▶ _AIM OF THE EXERCISE_
Present every line of the records below as a numbered list, skipping any blank lines.

START DATA FOR THIS TASK

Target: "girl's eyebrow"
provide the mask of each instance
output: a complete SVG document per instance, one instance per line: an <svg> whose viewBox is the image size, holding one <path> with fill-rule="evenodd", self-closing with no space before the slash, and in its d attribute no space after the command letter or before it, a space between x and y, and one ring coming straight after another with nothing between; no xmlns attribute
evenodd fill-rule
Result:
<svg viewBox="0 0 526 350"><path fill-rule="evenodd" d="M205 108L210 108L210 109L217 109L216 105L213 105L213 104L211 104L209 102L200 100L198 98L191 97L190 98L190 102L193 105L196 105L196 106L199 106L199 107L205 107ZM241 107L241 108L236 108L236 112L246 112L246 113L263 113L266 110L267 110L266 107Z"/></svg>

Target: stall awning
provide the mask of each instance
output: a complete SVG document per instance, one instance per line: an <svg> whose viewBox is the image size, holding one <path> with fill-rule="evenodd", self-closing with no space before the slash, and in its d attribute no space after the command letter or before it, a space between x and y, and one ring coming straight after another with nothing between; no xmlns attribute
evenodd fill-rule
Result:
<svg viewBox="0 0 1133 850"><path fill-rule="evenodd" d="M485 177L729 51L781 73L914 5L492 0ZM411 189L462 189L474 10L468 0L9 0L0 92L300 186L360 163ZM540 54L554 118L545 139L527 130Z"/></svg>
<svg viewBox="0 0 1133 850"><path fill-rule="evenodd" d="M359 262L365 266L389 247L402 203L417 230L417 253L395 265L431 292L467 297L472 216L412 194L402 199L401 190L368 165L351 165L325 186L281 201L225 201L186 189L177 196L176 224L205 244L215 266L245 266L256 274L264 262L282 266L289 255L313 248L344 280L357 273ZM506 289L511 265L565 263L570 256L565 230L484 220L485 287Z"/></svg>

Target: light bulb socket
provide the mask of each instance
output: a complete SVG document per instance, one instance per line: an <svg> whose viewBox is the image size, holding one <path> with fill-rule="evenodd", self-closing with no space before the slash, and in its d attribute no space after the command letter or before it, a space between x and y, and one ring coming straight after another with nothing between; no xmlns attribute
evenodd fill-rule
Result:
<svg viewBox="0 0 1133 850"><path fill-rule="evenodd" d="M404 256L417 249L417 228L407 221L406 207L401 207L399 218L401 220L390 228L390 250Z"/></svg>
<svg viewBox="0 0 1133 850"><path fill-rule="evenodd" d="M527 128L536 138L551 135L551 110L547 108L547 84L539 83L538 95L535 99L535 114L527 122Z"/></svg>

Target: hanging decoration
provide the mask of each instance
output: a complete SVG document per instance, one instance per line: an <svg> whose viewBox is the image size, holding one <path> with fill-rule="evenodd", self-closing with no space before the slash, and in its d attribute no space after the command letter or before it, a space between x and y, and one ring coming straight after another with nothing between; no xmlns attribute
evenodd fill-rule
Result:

END DATA FOR THIS TASK

▶ _EXERCISE ANSWER_
1. Target: "girl's eyebrow"
2. provide the mask of each instance
3. output: a complete SVG document per instance, one instance per line: an <svg> whose viewBox is the image size, holding one <path> with fill-rule="evenodd", self-closing with no space before the slash, and in its d attribute no space after the command letter or before it, a space between x and y, and one ring coming straight after another with nothing between; no xmlns attribute
4. evenodd fill-rule
5. Result:
6. <svg viewBox="0 0 526 350"><path fill-rule="evenodd" d="M205 108L210 108L210 109L217 109L216 105L213 105L213 104L211 104L209 102L200 100L198 98L191 97L190 98L190 102L193 105L196 105L196 106L199 106L199 107L205 107ZM241 107L241 108L236 108L236 112L246 112L246 113L263 113L266 110L267 110L266 107Z"/></svg>
7. Target: stall awning
8. provide the mask of each instance
9. output: a complete SVG document per instance, one instance per line: an <svg> whose viewBox is the image size, holding one <path> with fill-rule="evenodd", self-closing with no space before the slash, and in its d attribute no space after the command letter or before it, a space between x and y, and one ring coming straight after another with nothing between; no xmlns attribute
10. evenodd fill-rule
11. Result:
12. <svg viewBox="0 0 1133 850"><path fill-rule="evenodd" d="M485 177L729 51L781 73L914 5L492 0ZM411 189L462 189L474 10L468 0L9 0L0 92L300 186L360 163ZM540 54L554 118L545 139L527 130Z"/></svg>
13. <svg viewBox="0 0 1133 850"><path fill-rule="evenodd" d="M359 262L365 266L389 247L402 203L417 230L417 253L395 265L431 292L467 297L472 216L412 194L402 199L401 190L368 165L351 165L325 186L281 201L225 201L186 189L177 196L176 224L205 244L215 266L245 266L256 274L264 262L282 266L289 255L313 248L344 280L357 273ZM506 289L511 265L565 263L570 256L565 230L484 220L485 287Z"/></svg>
14. Target: light bulb socket
15. provide the mask of each instance
16. output: a complete SVG document per instance, one instance per line: an <svg> whose viewBox is the image size, holding one <path> with fill-rule="evenodd", self-closing with no space before the slash, and in its d attribute no space after the command letter or before it, a space between x and y, and one ring coming straight after another with nothing between; no xmlns attribute
17. evenodd fill-rule
18. Result:
19. <svg viewBox="0 0 1133 850"><path fill-rule="evenodd" d="M404 256L417 249L417 228L407 221L406 207L401 207L399 218L401 220L390 228L390 250Z"/></svg>
20. <svg viewBox="0 0 1133 850"><path fill-rule="evenodd" d="M527 128L536 138L551 135L551 110L547 108L547 84L539 83L538 95L535 99L535 114L527 122Z"/></svg>
21. Target: hanging decoration
22. provide the mask of each instance
23. output: a complete SVG document per instance, one instance per line: an <svg> whose viewBox is the image size, holding one <path> with fill-rule="evenodd", self-closing with no space before the slash, and in its d attribute no space after the command letter or before it, a space between x and y, and one ring coming straight after another with nothing between; no xmlns attribute
24. evenodd fill-rule
25. Result:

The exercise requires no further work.